Motion law for constraints
Constraints motion best example is in your childhood your father hold your hand and walk on the road means your motion was guided by your father as your father will move you will follow the path of your father hence your motion is called constraint motion.
if two block A & B are attached together and we are applying force on block A then block A & B will move together then we can say displacement of block A & B will be same because both are attached moving together from here we can write xa = xb where xa displacement of block A and xb displacement of block B now differentiate this equation with respect to time we will get
d(xa)/dt = d(xb)/dt
va = vb ( velocity of block A & B are also same ) again differentiate with respect to time
d(va)/dt = d(vb)/dt ( acceleration of block A & B are also same)
hence these equation are called constraints equation.
above are simple pulley question where we solve easily but for complex question we need some important method to solve question so one method is virtual work method by which we use to solve pulley constraints question see below picture.

_Recorded information:_
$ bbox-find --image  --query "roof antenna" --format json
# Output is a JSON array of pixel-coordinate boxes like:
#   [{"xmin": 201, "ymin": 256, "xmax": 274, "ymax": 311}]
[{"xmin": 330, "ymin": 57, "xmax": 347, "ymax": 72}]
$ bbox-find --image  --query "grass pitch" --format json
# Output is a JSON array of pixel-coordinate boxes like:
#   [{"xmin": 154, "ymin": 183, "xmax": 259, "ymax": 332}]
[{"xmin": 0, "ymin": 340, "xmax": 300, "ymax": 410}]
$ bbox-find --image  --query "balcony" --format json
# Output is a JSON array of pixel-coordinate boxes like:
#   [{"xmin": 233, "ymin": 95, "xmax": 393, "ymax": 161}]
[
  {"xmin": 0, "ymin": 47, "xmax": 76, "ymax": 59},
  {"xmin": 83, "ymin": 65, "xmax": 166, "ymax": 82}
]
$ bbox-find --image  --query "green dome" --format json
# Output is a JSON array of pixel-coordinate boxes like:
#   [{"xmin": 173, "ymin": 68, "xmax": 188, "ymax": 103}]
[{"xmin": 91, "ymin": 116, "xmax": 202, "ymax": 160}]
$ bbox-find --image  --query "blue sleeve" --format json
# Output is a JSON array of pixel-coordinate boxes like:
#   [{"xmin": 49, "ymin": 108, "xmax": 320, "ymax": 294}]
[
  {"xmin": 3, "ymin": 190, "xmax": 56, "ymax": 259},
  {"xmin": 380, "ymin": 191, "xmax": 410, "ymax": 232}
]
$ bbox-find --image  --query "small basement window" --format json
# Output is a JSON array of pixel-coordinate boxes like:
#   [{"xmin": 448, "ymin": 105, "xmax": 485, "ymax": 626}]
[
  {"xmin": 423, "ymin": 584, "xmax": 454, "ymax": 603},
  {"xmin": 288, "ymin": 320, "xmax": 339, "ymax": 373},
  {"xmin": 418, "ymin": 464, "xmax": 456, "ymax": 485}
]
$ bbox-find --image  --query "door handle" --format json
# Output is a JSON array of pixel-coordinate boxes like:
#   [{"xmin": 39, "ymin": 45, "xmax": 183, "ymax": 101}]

_Required work:_
1. Please reproduce the constraint motion text from "if two block" up to and including "see below picture.".
2. Arrange every line of the records as a numbered list, leaving out any blank lines.
The records have no connection to the constraint motion text.

_Outputs:_
1.
if two block A & B are attached together and we are applying force on block A then block A & B will move together then we can say displacement of block A & B will be same because both are attached moving together from here we can write xa = xb where xa displacement of block A and xb displacement of block B now differentiate this equation with respect to time we will get
d(xa)/dt = d(xb)/dt
va = vb ( velocity of block A & B are also same ) again differentiate with respect to time
d(va)/dt = d(vb)/dt ( acceleration of block A & B are also same)
hence these equation are called constraints equation.
above are simple pulley question where we solve easily but for complex question we need some important method to solve question so one method is virtual work method by which we use to solve pulley constraints question see below picture.

2.
1. $ bbox-find --image  --query "roof antenna" --format json
2. # Output is a JSON array of pixel-coordinate boxes like:
3. #   [{"xmin": 201, "ymin": 256, "xmax": 274, "ymax": 311}]
4. [{"xmin": 330, "ymin": 57, "xmax": 347, "ymax": 72}]
5. $ bbox-find --image  --query "grass pitch" --format json
6. # Output is a JSON array of pixel-coordinate boxes like:
7. #   [{"xmin": 154, "ymin": 183, "xmax": 259, "ymax": 332}]
8. [{"xmin": 0, "ymin": 340, "xmax": 300, "ymax": 410}]
9. $ bbox-find --image  --query "balcony" --format json
10. # Output is a JSON array of pixel-coordinate boxes like:
11. #   [{"xmin": 233, "ymin": 95, "xmax": 393, "ymax": 161}]
12. [
13.   {"xmin": 0, "ymin": 47, "xmax": 76, "ymax": 59},
14.   {"xmin": 83, "ymin": 65, "xmax": 166, "ymax": 82}
15. ]
16. $ bbox-find --image  --query "green dome" --format json
17. # Output is a JSON array of pixel-coordinate boxes like:
18. #   [{"xmin": 173, "ymin": 68, "xmax": 188, "ymax": 103}]
19. [{"xmin": 91, "ymin": 116, "xmax": 202, "ymax": 160}]
20. $ bbox-find --image  --query "blue sleeve" --format json
21. # Output is a JSON array of pixel-coordinate boxes like:
22. #   [{"xmin": 49, "ymin": 108, "xmax": 320, "ymax": 294}]
23. [
24.   {"xmin": 3, "ymin": 190, "xmax": 56, "ymax": 259},
25.   {"xmin": 380, "ymin": 191, "xmax": 410, "ymax": 232}
26. ]
27. $ bbox-find --image  --query "small basement window" --format json
28. # Output is a JSON array of pixel-coordinate boxes like:
29. #   [{"xmin": 448, "ymin": 105, "xmax": 485, "ymax": 626}]
30. [
31.   {"xmin": 423, "ymin": 584, "xmax": 454, "ymax": 603},
32.   {"xmin": 288, "ymin": 320, "xmax": 339, "ymax": 373},
33.   {"xmin": 418, "ymin": 464, "xmax": 456, "ymax": 485}
34. ]
35. $ bbox-find --image  --query "door handle" --format json
36. # Output is a JSON array of pixel-coordinate boxes like:
37. #   [{"xmin": 39, "ymin": 45, "xmax": 183, "ymax": 101}]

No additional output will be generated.